- [EXCERPTED TEXT]:
-----

A new study from the University of London's Birkbeck Babylab links enhanced visual perception in infants to the development of autism spectrum disorder symptoms later in life.
The 8 months since we received our daughter’s autism diagnosis, 9 years into our journey of parenting her, have felt a bit like running a marathon with absolutely no training. We were anxious at the start, and short of breath after a few minutes.
Our feet are blistered and bloody, our joints sore from the impact, our muscles pulled taught, and we feel as though our hearts might quit on us at any moment.
If we’d known then what we know now…
Although it never feels like a good time to hear that your child has a developmental disorder, we'd spent 9+ years trying to bond with our daughter. We certainly would’ve appreciated any insight into how her brain functions differently than others—how differently she might see the world around her—much earlier.
We certainly received world-class medical screenings throughout her childhood, she appeared to be reaching her milestones. She refused to speak in front of the doctor, but could be coaxed into speech while the pediatrician listened from behind a closed door. High functioning and gifted, she seemed at times precocious and at times immature. As a fairly nerdy person myself, this didn’t seem too far from normal for me.
But, according to a new study this week published in the journal Current Biology, my daughter has likely viewed the world differently since birth.
New study challenges developmental views of autism
Researchers at the Birkbeck Babylab, part of the Center for Brain and Cognitive Development at the University of London, have discovered a direct link between early differences in visual perception and symptoms of autism later in life.
The study, funded by the Medical Research Council, suggests that perceptual issues may be more central features of early autism spectrum disorder than originally thought. While many research studies have focused on language and social impairments, “finding this enhanced ability in infancy could potentially provide a more selective target for autism testing,” Dr. Rachael Bedford, Sir Henry Wellcome Postdoctoral Fellow in the Institute of Psychiatry, Psychology, and Neuroscience, King's College London told nuviun.
The prominence of social interaction and communication problems later in development were very much suggestive of a specific ‘social brain’ deficit. Evidence is now accumulating for early differences in non-social motor and perceptual abilities, which calls for a reassessment of developmental theories of autism,
The Babylab researchers used an eye-tracking device to measure infant eye movements. The sample group was composed of babies considered to be at high-risk for developing autism; each had an older sibling with a confirmed autism spectrum disorder (ASD) diagnosis. According to Bedford, about 20% of younger siblings are diagnosed with autism themselves, and another 30% show symptoms of autism, but not enough for a formal diagnosis.

-----

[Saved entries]
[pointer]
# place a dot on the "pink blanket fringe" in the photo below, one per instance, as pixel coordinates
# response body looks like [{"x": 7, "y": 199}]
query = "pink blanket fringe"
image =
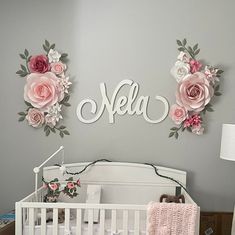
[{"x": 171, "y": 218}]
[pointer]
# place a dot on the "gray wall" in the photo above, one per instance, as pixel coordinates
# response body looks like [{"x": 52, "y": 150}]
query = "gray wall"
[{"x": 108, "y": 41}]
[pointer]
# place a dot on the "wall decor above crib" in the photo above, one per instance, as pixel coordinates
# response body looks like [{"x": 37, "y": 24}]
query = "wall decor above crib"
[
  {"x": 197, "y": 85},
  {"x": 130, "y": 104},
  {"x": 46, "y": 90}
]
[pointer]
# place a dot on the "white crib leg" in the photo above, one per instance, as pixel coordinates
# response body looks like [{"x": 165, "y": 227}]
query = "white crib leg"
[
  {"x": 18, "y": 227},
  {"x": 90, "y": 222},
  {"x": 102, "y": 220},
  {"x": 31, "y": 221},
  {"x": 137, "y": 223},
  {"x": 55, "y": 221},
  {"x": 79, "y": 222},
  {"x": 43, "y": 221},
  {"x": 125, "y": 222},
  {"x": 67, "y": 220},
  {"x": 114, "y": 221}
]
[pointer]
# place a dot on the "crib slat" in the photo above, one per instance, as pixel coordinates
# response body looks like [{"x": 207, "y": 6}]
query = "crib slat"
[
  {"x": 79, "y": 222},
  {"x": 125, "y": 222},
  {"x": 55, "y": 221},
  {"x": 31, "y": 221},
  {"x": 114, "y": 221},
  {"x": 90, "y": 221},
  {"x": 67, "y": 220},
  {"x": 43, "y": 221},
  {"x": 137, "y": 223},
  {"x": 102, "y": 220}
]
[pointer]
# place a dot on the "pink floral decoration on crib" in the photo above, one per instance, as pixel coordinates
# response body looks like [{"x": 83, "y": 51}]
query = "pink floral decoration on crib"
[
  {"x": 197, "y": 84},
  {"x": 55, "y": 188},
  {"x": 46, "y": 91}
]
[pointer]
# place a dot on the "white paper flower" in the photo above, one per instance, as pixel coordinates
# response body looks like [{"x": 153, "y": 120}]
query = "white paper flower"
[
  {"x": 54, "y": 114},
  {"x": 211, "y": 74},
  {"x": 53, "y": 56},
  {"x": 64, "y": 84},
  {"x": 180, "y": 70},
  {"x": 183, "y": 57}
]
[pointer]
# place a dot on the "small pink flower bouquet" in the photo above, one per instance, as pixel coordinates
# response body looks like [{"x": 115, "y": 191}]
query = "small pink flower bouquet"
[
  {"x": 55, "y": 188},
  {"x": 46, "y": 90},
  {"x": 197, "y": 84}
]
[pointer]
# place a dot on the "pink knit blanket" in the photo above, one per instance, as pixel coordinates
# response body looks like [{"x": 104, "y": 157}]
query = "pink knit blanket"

-----

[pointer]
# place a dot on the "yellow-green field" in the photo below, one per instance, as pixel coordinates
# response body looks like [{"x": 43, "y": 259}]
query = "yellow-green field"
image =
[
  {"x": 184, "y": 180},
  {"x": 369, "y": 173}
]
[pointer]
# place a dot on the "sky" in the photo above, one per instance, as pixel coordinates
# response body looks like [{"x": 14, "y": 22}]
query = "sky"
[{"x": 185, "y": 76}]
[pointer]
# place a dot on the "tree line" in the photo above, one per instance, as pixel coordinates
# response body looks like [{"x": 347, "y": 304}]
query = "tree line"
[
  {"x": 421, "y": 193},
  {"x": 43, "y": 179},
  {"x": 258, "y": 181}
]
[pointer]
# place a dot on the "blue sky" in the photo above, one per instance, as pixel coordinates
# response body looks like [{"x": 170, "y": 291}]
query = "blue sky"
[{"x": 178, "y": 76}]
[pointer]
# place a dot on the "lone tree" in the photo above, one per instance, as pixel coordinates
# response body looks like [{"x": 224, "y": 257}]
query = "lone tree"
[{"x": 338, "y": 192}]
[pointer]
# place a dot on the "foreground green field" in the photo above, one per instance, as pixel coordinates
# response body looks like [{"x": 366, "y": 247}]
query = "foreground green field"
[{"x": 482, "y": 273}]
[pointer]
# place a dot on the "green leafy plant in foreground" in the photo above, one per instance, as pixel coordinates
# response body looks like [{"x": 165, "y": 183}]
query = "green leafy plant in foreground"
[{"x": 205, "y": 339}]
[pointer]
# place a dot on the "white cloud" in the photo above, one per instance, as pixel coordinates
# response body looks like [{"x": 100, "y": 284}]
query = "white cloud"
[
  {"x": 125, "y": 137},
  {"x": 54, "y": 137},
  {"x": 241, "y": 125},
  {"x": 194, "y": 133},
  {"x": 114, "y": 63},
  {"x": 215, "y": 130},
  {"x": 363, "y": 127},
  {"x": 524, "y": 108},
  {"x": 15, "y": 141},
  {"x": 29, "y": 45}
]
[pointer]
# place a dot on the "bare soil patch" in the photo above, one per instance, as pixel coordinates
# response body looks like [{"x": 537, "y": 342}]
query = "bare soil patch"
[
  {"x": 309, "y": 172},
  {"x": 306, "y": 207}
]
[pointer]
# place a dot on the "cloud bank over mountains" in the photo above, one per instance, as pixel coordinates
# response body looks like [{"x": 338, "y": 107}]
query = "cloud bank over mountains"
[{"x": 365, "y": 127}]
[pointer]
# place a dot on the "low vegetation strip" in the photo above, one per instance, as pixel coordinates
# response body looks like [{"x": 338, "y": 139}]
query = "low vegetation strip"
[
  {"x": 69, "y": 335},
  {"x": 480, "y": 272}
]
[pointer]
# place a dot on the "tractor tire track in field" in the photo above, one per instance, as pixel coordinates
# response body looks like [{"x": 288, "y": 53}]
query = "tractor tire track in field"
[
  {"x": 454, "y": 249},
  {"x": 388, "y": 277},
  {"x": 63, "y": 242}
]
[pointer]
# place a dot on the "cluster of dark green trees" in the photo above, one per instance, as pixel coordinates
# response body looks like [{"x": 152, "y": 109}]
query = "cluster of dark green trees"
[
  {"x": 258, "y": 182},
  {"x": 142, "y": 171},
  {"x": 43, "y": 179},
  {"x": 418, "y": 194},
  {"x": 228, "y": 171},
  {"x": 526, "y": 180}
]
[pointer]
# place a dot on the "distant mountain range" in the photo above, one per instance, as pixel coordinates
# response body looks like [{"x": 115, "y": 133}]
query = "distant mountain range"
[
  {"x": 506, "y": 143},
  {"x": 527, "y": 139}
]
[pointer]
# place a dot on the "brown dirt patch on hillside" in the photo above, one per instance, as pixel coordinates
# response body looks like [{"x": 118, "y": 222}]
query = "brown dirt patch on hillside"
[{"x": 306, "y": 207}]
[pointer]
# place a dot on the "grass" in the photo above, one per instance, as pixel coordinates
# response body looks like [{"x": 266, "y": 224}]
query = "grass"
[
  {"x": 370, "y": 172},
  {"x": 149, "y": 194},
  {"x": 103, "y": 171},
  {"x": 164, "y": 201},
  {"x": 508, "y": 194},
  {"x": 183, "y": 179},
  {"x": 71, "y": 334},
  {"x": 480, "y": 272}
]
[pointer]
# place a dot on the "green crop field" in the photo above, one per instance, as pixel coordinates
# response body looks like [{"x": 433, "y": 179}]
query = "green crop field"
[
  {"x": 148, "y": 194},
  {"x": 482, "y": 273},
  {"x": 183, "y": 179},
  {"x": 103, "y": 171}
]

-----

- [BRIEF A]: Write out the passage of the autism study article from "The 8 months" up to and including "at any moment.".
- [BRIEF B]: Shorten the paragraph of the autism study article that begins "The Babylab researchers used an eye-tracking device" into a list, keeping its main facts.

- [EXPECTED OUTPUT A]:
The 8 months since we received our daughter’s autism diagnosis, 9 years into our journey of parenting her, have felt a bit like running a marathon with absolutely no training. We were anxious at the start, and short of breath after a few minutes.
Our feet are blistered and bloody, our joints sore from the impact, our muscles pulled taught, and we feel as though our hearts might quit on us at any moment.

- [EXPECTED OUTPUT B]:
- Researchers measured infant eye movements with an eye-tracking device.
- All babies in the sample were at high risk for autism because each had an older sibling with a confirmed ASD diagnosis.
- According to Bedford, about 20% of younger siblings are diagnosed with autism.
- Another 30% show autism symptoms without enough for a formal diagnosis.